What the task asks:
Can you render all the rows below as a two-column CSV with the columns "request" and "points", one row per request? Put each request's text and its answer in a single quoted field, with line breaks turned into spaces.
** START **
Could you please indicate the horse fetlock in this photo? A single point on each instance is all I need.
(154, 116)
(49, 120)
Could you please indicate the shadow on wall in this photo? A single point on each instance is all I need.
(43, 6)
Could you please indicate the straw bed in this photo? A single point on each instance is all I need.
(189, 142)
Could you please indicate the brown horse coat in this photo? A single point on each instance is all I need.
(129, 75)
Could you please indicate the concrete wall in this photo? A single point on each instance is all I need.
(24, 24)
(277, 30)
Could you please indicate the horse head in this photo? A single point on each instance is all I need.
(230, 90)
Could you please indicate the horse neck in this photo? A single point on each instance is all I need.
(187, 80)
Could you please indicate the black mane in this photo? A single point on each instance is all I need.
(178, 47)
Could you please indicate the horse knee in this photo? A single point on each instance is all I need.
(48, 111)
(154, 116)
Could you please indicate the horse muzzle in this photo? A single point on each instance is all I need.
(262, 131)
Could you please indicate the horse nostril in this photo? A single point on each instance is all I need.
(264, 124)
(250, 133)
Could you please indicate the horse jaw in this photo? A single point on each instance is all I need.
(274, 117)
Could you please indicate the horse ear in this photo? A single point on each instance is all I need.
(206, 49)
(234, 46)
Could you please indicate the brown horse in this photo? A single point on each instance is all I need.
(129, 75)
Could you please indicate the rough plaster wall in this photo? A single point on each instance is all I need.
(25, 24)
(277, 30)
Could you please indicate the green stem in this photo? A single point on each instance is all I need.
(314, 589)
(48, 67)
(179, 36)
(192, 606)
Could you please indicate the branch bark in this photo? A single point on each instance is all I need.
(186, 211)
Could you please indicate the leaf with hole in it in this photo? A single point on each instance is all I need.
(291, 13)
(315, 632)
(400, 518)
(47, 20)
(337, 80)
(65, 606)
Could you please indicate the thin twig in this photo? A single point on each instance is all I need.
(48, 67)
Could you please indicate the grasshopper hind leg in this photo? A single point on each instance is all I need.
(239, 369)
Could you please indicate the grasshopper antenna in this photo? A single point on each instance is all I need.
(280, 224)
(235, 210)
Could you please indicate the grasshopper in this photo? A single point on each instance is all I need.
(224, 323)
** END **
Result for this exercise:
request,points
"Could you please indicate the horse fetlock in this photo? A single point on each instance is all I need.","(154, 116) (49, 120)"
"Could you please indicate the shadow on wall in this photo? A single point on each instance is all I need.","(43, 6)"
"Could you please indicate the straw bed in this photo? A single point on each instance is all I need.","(189, 142)"
"Could you please indicate the brown horse coat in this photo? A single point on each instance is all I need.","(129, 75)"
"Could you please indicate the concrete wall in this photo? A single point on each instance is all I need.","(24, 24) (277, 30)"
"Could you please indicate the horse head in this photo? A single point on each instance is all I need.","(230, 90)"
"Could you please indicate the horse neck in this photo? A single point on each instance is all I need.","(187, 80)"
"Could you please indicate the black mane in this photo? A single point on each instance is all I need.","(178, 47)"
"Could you please indicate the horse knee in this photo? A single point on each instance is all I need.","(48, 111) (154, 116)"
"Could you please indicate the horse muzzle in this photo? A single point on each instance is all I need.","(262, 131)"
"Could you please indicate the horse nostril in this photo? A single point on each instance is all I need.","(264, 124) (250, 133)"
"Could you please indicate the horse jaw in this photo? A single point on each instance is all I need.","(274, 117)"
"Could you please indicate the horse ear in this photo? A single point on each instance is all I need.","(206, 49) (234, 46)"
"Could you please indicate the brown horse in this photo? A single point on each instance is all I need.","(129, 75)"
"Could you please indicate the rough plaster wall in this photo? A single point on each instance is all I need.","(25, 24) (277, 30)"
"Could you please indicate the green stem in this photo? A single point on each instance is all I need.","(314, 589) (48, 67) (179, 36) (192, 606)"
"Could you please indicate the branch bark in this photo? A single point on each instance is all I need.","(186, 211)"
"Could you please indicate the leaf with hole in it in this photo? A single point on each instance is all I need.","(291, 13) (315, 632) (400, 518) (47, 20) (337, 80) (65, 606)"
"Could you please indicate the thin twig in this photo? A single point on each instance is all I need.","(48, 67)"
"Could you please indicate the grasshopper hind leg in this photo? A single point on each instance is all I need.","(239, 369)"
"Could you please indicate the grasshopper antenna in this photo? A single point on each instance is all I need.","(280, 224) (235, 210)"
"Could you please indicate the grasshopper in this photo? A single point on each instance is all I need.","(224, 323)"